Lines of data

================

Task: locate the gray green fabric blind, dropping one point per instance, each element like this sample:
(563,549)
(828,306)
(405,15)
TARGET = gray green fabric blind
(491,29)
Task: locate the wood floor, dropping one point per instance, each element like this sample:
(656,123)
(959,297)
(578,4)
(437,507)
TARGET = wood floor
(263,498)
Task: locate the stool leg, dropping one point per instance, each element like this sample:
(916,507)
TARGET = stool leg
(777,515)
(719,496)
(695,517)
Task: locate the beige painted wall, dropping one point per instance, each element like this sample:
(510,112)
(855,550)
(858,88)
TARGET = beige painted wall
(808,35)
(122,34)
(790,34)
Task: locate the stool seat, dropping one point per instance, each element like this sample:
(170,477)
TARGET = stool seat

================

■ **Short problem**
Reproduce word for word every line of the listing above, starting at the line that contains "Task: locate the stool leg, dropping" and running through the last line of the listing, both ends included.

■ **The solution**
Task: locate the stool leg, dropping one point per instance, each element like this sample:
(916,507)
TARGET = stool leg
(777,515)
(719,496)
(695,517)
Task: locate the beige painted wall, dropping one point per instance, each element like this sample:
(510,112)
(855,550)
(858,88)
TARGET = beige painted wall
(808,35)
(122,34)
(790,34)
Task: locate the stool seat, dropping one point per instance, each element like this sample:
(170,477)
TARGET = stool seat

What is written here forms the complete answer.